(Named object pointing entries)
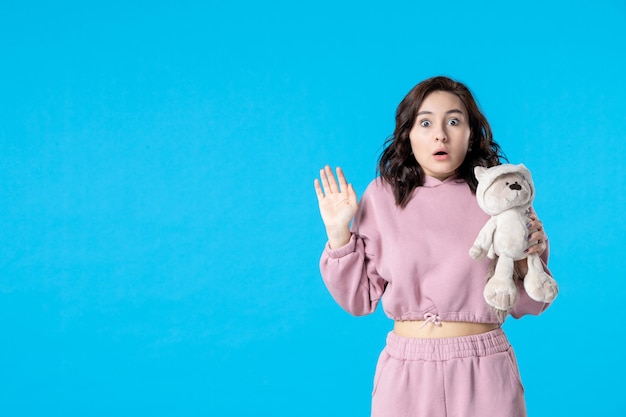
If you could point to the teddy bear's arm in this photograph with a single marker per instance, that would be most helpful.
(484, 240)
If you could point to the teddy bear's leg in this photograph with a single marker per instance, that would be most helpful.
(500, 291)
(538, 284)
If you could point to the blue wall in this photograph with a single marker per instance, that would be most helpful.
(159, 230)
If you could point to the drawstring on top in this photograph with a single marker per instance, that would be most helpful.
(431, 318)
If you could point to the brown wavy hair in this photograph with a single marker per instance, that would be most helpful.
(398, 166)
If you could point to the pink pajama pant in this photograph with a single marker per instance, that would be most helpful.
(452, 377)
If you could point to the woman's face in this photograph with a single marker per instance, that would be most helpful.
(440, 136)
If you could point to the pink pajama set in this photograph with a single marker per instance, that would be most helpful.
(416, 260)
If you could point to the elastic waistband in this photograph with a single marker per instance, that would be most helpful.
(443, 349)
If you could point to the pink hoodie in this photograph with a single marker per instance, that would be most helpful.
(416, 259)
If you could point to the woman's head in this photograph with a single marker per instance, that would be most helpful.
(452, 120)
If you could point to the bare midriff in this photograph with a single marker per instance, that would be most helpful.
(428, 330)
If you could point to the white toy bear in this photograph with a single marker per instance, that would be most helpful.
(506, 192)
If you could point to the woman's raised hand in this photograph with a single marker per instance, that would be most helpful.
(338, 204)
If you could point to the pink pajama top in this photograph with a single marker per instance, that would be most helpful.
(416, 259)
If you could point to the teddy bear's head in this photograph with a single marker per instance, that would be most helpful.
(503, 187)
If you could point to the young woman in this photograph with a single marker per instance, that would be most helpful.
(407, 243)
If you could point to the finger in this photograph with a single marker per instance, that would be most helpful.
(352, 195)
(332, 183)
(342, 179)
(318, 190)
(324, 178)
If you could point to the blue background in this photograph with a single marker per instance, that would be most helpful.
(159, 230)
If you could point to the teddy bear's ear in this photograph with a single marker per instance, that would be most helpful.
(479, 172)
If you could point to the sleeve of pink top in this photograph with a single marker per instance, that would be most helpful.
(351, 278)
(526, 305)
(350, 272)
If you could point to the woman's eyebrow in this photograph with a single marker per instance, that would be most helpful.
(448, 112)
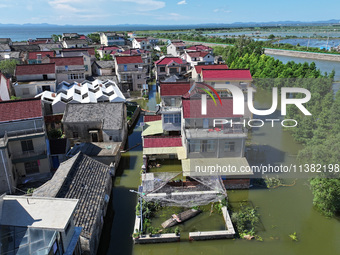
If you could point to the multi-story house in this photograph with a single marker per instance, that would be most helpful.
(23, 143)
(141, 43)
(218, 77)
(175, 48)
(6, 41)
(171, 103)
(108, 50)
(33, 79)
(36, 225)
(145, 54)
(5, 88)
(100, 122)
(219, 145)
(197, 70)
(90, 182)
(38, 57)
(71, 69)
(199, 47)
(168, 66)
(75, 43)
(198, 58)
(111, 38)
(79, 93)
(131, 72)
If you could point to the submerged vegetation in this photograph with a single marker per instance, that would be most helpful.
(245, 220)
(319, 133)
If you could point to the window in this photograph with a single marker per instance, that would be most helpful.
(211, 146)
(229, 146)
(208, 145)
(31, 167)
(205, 123)
(27, 145)
(195, 146)
(25, 91)
(173, 101)
(172, 118)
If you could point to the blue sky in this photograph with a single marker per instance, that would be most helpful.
(163, 12)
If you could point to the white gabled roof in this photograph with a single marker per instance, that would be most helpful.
(85, 92)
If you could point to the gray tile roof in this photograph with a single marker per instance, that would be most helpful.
(83, 178)
(105, 64)
(110, 114)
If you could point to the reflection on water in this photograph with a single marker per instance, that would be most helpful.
(283, 210)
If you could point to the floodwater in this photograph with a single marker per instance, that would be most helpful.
(323, 65)
(283, 211)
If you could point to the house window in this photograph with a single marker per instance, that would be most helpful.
(172, 118)
(195, 146)
(25, 91)
(208, 146)
(27, 145)
(211, 146)
(173, 70)
(31, 167)
(229, 146)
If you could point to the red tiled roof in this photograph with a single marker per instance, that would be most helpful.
(20, 109)
(148, 118)
(200, 67)
(132, 52)
(37, 42)
(90, 50)
(35, 69)
(192, 109)
(33, 54)
(199, 48)
(229, 74)
(128, 59)
(167, 60)
(67, 61)
(109, 48)
(174, 88)
(196, 54)
(141, 39)
(178, 44)
(161, 141)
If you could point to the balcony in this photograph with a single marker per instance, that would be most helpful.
(21, 156)
(216, 133)
(24, 133)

*Task description*
What comes back should match the records exactly, minus any pictures.

*Task response*
If you could point to the teddy bear's arm in this photograph with a single marker per instance, that would be most helpful.
(484, 240)
If you could point to the teddy bear's leg in this photograph with a single marker per instance, that would be most helpful.
(500, 291)
(538, 284)
If you could point to the blue wall in this photograph with a single marker per instance, that would be most helpful.
(159, 230)
If you could point to the drawstring on top in this photograph with a single marker per instance, that would be most helpful.
(431, 318)
If you could point to the brown wavy hair in this photograph with a single marker per instance, that would be most helpful.
(398, 166)
If you could point to the pink pajama pant in this photograph with a single marker per instance, that would be most helpful.
(452, 377)
If you could point to the woman's face in this photograph with a single marker per instance, that would be most helpful.
(440, 136)
If you could point to the pink pajama set in this photograph with a single marker per instance, that would be most helpful.
(416, 260)
If you could point to the elastic waistband in this photograph with a single marker per instance, that would be most helpful.
(443, 349)
If you could point to the pink hoodie in this photograph with a single marker per instance, that would be most helpful.
(416, 259)
If you could point to the woman's head in this photograph with a single marker per instance, that would be most helpful.
(452, 120)
If you could point to the bare midriff in this photograph with a single marker per instance, that would be most helpful.
(428, 330)
If you could point to the white toy bear in this photograph with a single marker per instance, that would be most helpful.
(506, 192)
If you could point to the woman's raised hand in this photograph with a single marker per instance, that would be most helpful.
(338, 204)
If you could point to the pink pajama top in this photograph with a single marker per instance, that would be most helpful.
(416, 259)
If you could point to the teddy bear's head in this photograph with a single marker per instance, that would be most helpful.
(503, 187)
If you could point to the young woman in this photograph with a single marker per instance, that would be most helpful.
(407, 243)
If you could point to the finger in this photograph with a single marker per instance, that would be most helpful.
(352, 195)
(332, 183)
(342, 179)
(318, 190)
(324, 178)
If you could point to the blue background in this photograph with a single marker per instance, that would be most helpful.
(159, 230)
If you could point to the teddy bear's ear in this photograph with a single marker per instance, that would be most helpful.
(479, 172)
If you could point to the sleeve of pink top in this photograph with a single marker per instance, that would be most helpful.
(351, 278)
(526, 305)
(350, 272)
If you could point to the woman's eyebrow in this photograph with a single marker per instance, that would be most helpful.
(448, 112)
If you could point to the multi-story house in this photograph with a single marker per instance, that would be most helpful.
(23, 143)
(141, 43)
(218, 77)
(175, 48)
(6, 41)
(171, 103)
(108, 50)
(33, 79)
(36, 225)
(145, 54)
(5, 88)
(100, 122)
(219, 145)
(197, 70)
(90, 182)
(38, 57)
(71, 69)
(199, 47)
(168, 66)
(75, 43)
(198, 58)
(111, 38)
(79, 93)
(131, 72)
If you could point to the submerged vegetation in this photograph with a single marker per instance, that would be most helpful.
(245, 220)
(319, 133)
If you could point to the window in this photograph with a single marker per instance, that would be most helpful.
(211, 146)
(229, 146)
(208, 145)
(31, 167)
(205, 123)
(27, 145)
(195, 146)
(25, 91)
(173, 101)
(172, 118)
If you could point to the blue sky in this photograph with a single marker per instance, that would be most helpful.
(163, 12)
If you could point to the white gabled roof in this photograph with a single marker per instance, that would be most helpful.
(85, 92)
If you could point to the gray tile roof in this photograph with a single marker per instance, that would be most helpful.
(83, 178)
(105, 64)
(110, 114)
If you could point to the reflection on water in this photograph with a single marker per instance, that would be most helpful.
(283, 210)
If you could point to the floodwater in this photograph with a single marker per instance, that would be most helpful.
(323, 65)
(283, 211)
If you could point to the house window in this photograph with a single marker per instance, that would be most helpful.
(172, 118)
(195, 146)
(25, 91)
(208, 146)
(27, 145)
(211, 146)
(173, 70)
(31, 167)
(229, 146)
If you could point to the red tiled roof in this photograph with a single marker per instance, that would be most helpful.
(20, 109)
(148, 118)
(200, 67)
(132, 52)
(37, 42)
(90, 50)
(35, 69)
(192, 109)
(33, 54)
(199, 48)
(229, 74)
(128, 59)
(167, 60)
(67, 61)
(109, 48)
(174, 88)
(196, 54)
(141, 39)
(178, 44)
(161, 141)
If you could point to the balcony in this photograph with a single marker per instance, that would be most helpful.
(21, 156)
(216, 133)
(24, 133)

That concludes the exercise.